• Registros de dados
======

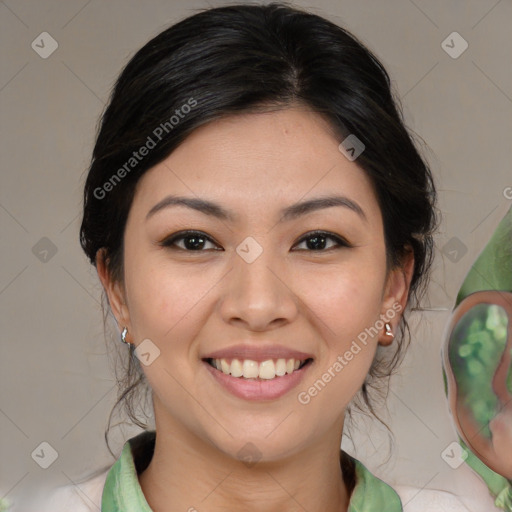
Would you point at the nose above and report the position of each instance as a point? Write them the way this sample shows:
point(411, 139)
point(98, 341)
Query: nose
point(257, 294)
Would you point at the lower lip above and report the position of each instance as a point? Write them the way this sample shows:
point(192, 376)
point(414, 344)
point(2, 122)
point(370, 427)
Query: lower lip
point(249, 389)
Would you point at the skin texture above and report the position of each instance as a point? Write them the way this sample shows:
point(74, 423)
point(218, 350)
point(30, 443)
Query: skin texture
point(189, 303)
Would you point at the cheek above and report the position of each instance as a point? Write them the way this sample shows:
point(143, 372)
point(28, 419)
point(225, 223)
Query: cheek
point(347, 299)
point(163, 300)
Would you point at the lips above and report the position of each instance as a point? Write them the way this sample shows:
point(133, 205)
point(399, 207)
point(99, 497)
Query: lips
point(258, 373)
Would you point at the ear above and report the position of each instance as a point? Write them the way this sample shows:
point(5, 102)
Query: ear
point(395, 295)
point(115, 292)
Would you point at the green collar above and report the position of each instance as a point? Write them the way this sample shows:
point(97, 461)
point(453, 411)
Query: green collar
point(122, 491)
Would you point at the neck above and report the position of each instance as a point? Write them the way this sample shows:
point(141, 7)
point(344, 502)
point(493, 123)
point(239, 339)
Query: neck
point(187, 474)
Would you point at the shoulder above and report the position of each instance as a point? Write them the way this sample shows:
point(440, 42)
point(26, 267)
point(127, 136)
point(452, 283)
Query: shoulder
point(415, 499)
point(80, 497)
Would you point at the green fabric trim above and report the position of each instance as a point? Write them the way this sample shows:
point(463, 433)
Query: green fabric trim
point(498, 485)
point(122, 491)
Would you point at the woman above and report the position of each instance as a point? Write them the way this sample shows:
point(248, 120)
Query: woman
point(260, 219)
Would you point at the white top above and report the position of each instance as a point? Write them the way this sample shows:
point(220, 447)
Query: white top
point(86, 497)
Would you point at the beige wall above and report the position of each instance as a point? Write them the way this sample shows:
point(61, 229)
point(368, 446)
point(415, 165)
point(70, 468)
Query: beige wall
point(56, 385)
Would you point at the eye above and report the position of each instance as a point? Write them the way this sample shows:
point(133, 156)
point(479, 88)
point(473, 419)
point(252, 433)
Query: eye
point(192, 241)
point(318, 241)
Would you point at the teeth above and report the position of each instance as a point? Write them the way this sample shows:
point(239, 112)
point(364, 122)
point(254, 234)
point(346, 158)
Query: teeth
point(267, 370)
point(249, 369)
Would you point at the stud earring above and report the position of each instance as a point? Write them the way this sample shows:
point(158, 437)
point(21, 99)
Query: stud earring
point(123, 336)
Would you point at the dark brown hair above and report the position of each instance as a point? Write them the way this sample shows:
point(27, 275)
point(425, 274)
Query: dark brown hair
point(247, 58)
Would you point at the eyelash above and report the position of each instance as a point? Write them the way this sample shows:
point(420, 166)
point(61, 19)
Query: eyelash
point(171, 241)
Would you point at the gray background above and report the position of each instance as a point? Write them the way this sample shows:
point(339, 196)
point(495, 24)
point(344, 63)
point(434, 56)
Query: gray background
point(56, 383)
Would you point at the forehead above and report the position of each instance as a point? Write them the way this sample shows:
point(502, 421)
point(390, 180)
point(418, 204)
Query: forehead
point(261, 160)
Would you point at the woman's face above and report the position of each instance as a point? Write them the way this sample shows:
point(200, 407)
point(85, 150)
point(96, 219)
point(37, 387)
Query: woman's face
point(256, 285)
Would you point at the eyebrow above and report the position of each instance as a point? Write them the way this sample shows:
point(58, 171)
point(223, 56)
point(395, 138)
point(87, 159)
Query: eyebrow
point(286, 214)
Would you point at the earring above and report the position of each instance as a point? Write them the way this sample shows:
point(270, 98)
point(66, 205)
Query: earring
point(123, 336)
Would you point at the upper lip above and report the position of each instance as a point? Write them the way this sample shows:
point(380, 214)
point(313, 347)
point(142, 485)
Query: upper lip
point(258, 353)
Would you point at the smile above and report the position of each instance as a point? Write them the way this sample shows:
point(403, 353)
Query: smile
point(264, 370)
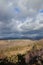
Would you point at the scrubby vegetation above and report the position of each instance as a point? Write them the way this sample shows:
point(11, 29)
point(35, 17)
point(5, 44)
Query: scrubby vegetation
point(33, 55)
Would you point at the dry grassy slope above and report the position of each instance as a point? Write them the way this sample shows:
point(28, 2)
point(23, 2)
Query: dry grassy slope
point(11, 43)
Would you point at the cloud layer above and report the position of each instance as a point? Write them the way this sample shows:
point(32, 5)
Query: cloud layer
point(21, 18)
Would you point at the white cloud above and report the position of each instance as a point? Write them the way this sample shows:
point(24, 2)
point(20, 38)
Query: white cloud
point(20, 16)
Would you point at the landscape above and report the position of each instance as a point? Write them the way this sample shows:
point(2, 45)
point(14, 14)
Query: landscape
point(21, 52)
point(21, 32)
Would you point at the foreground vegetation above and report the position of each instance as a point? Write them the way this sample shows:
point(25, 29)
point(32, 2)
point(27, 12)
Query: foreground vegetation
point(22, 55)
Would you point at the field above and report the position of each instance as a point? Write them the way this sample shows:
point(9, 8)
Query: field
point(11, 48)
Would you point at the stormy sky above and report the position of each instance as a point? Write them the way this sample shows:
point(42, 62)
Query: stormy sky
point(21, 19)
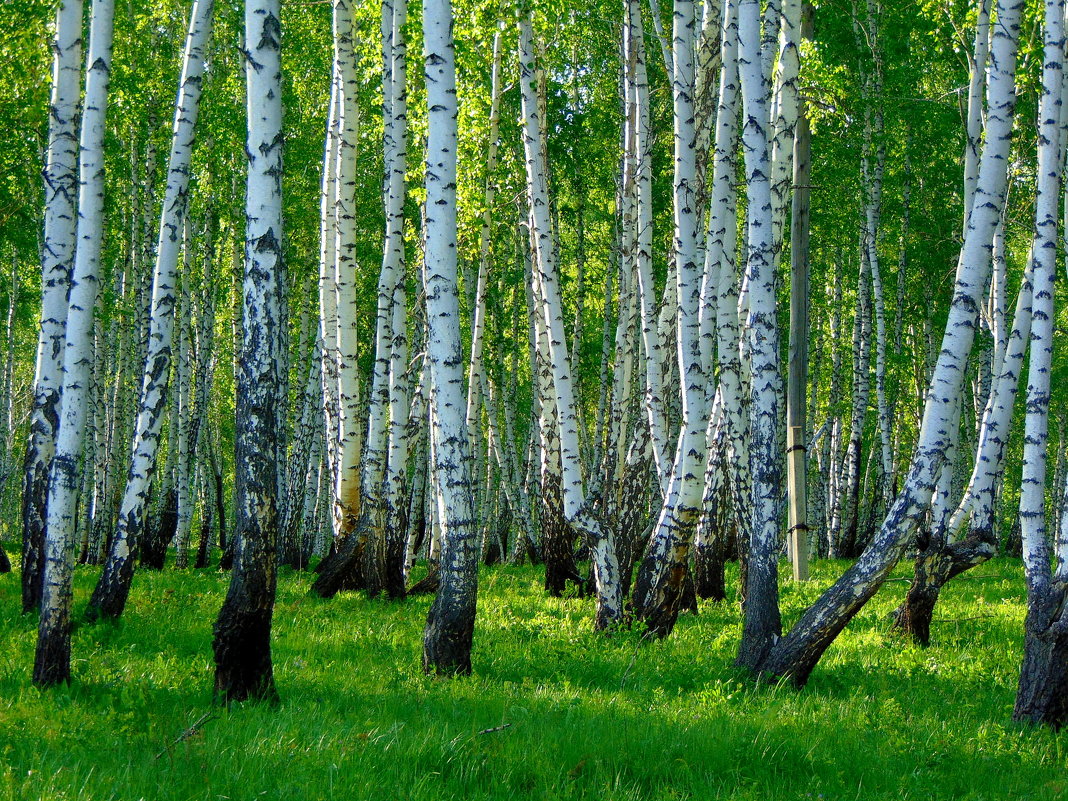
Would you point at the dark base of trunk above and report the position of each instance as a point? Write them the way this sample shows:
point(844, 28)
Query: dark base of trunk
point(226, 560)
point(688, 602)
point(427, 584)
point(51, 664)
point(242, 662)
point(159, 534)
point(709, 567)
point(448, 640)
point(109, 597)
point(560, 566)
point(342, 568)
point(658, 607)
point(1042, 695)
point(34, 499)
point(933, 568)
point(913, 617)
point(394, 584)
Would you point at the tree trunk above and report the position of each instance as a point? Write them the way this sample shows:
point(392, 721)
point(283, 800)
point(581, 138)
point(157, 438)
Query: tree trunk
point(52, 661)
point(795, 655)
point(450, 625)
point(1042, 693)
point(112, 590)
point(61, 183)
point(241, 641)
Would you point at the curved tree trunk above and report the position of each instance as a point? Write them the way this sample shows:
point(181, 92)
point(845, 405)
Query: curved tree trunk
point(450, 625)
point(61, 192)
point(109, 597)
point(797, 653)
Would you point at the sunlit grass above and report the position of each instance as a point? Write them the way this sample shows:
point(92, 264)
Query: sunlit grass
point(586, 716)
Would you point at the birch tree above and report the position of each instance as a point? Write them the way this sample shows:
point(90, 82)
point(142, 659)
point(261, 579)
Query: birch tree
point(658, 591)
point(1042, 693)
point(241, 641)
point(450, 625)
point(52, 659)
point(112, 590)
point(797, 653)
point(57, 258)
point(577, 509)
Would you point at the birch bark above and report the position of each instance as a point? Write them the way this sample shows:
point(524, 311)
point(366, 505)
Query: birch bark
point(57, 262)
point(241, 634)
point(109, 597)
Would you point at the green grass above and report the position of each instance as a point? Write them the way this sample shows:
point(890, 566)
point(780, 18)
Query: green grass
point(591, 717)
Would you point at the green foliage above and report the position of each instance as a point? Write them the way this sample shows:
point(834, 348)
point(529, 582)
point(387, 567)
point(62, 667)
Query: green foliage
point(591, 717)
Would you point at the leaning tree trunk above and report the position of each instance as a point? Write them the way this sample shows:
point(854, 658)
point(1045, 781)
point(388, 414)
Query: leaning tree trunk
point(52, 661)
point(450, 625)
point(57, 260)
point(577, 509)
point(112, 590)
point(241, 642)
point(796, 654)
point(396, 458)
point(1042, 694)
point(658, 591)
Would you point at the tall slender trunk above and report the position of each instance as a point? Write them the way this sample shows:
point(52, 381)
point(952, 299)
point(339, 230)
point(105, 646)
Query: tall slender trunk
point(350, 439)
point(109, 596)
point(57, 262)
point(52, 659)
point(450, 625)
point(577, 509)
point(241, 639)
point(659, 587)
point(797, 653)
point(762, 623)
point(1042, 693)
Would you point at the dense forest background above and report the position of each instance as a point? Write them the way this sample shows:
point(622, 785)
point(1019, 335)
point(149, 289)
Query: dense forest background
point(889, 91)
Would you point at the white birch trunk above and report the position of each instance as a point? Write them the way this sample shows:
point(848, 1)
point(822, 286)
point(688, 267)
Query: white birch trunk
point(659, 590)
point(347, 495)
point(1043, 674)
point(109, 597)
point(52, 660)
point(57, 262)
point(762, 622)
point(241, 637)
point(796, 654)
point(576, 507)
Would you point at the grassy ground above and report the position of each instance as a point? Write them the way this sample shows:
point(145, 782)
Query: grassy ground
point(591, 717)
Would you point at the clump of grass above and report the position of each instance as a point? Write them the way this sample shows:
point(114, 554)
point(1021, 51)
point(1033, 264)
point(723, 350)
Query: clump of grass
point(592, 717)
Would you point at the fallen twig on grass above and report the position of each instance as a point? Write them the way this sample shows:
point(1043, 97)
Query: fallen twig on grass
point(496, 728)
point(191, 732)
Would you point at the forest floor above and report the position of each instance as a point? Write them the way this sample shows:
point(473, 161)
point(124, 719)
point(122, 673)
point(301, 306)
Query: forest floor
point(552, 711)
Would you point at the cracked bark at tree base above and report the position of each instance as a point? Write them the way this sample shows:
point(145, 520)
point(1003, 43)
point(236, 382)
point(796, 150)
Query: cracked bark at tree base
point(1042, 694)
point(241, 647)
point(932, 570)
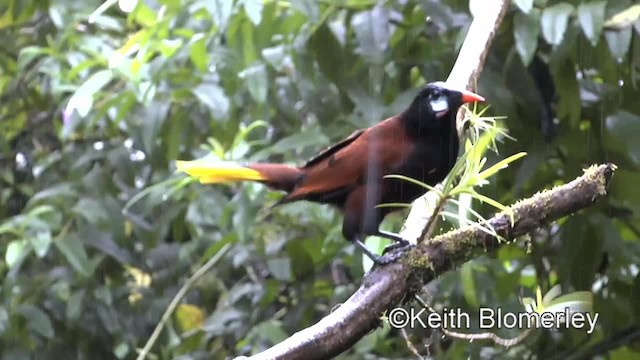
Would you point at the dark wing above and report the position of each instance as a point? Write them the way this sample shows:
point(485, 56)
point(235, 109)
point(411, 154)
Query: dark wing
point(331, 150)
point(381, 148)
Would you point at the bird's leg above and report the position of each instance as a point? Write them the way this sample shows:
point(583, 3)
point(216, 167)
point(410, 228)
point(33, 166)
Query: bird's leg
point(399, 241)
point(378, 260)
point(391, 236)
point(386, 259)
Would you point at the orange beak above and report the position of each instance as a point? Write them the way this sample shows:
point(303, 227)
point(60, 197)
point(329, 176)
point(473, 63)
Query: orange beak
point(468, 96)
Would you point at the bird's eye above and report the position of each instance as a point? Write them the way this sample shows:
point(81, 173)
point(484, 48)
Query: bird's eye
point(439, 104)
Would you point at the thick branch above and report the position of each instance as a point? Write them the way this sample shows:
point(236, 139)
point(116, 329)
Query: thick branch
point(385, 287)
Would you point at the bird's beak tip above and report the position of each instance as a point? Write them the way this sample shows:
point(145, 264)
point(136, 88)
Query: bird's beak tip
point(468, 96)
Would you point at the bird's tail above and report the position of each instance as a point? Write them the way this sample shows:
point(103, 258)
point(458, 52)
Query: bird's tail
point(208, 171)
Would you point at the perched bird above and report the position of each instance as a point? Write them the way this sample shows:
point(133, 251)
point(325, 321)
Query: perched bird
point(420, 143)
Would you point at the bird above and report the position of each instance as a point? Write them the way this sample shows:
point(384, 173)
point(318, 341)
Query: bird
point(420, 143)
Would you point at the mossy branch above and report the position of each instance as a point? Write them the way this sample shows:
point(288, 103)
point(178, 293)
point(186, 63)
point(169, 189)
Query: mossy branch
point(386, 287)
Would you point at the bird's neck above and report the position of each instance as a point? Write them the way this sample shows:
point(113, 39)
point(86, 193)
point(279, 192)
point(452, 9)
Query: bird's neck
point(422, 126)
point(441, 133)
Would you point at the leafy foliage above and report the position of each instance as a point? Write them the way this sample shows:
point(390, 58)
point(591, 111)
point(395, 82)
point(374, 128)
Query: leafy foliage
point(97, 234)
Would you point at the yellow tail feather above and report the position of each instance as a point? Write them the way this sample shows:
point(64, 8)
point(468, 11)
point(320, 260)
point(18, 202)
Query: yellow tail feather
point(210, 171)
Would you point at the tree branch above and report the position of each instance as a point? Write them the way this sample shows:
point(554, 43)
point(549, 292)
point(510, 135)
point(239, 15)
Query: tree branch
point(385, 287)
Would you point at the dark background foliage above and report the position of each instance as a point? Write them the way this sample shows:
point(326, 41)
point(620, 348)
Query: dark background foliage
point(94, 109)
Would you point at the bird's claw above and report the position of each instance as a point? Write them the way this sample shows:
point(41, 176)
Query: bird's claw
point(390, 254)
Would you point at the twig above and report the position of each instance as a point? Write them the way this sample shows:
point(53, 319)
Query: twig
point(176, 300)
point(624, 337)
point(481, 336)
point(385, 287)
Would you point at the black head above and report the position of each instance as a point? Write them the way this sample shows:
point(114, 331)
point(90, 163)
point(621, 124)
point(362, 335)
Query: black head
point(436, 105)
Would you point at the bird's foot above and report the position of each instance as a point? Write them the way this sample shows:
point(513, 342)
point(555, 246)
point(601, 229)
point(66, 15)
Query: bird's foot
point(397, 245)
point(391, 253)
point(391, 236)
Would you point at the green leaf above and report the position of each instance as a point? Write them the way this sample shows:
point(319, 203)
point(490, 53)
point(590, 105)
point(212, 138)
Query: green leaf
point(526, 29)
point(214, 98)
point(74, 305)
point(256, 80)
point(4, 320)
point(624, 18)
point(524, 5)
point(37, 320)
point(502, 164)
point(623, 127)
point(253, 9)
point(329, 54)
point(372, 32)
point(554, 21)
point(376, 244)
point(220, 11)
point(16, 252)
point(280, 268)
point(619, 42)
point(308, 7)
point(73, 250)
point(41, 242)
point(198, 52)
point(82, 99)
point(634, 299)
point(591, 18)
point(469, 285)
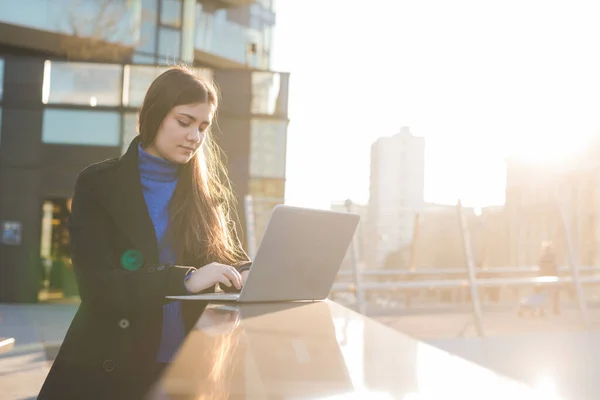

======

• Instruções e requisitos
Reúna todas as linhas dos registros acima que contêm a palavra "collar" e transcreva-as sem nenhuma alteração.

• Resultado completo
Would you point at the green collar above and report the position of each instance as a point? Write them the way this sample shows:
Query: green collar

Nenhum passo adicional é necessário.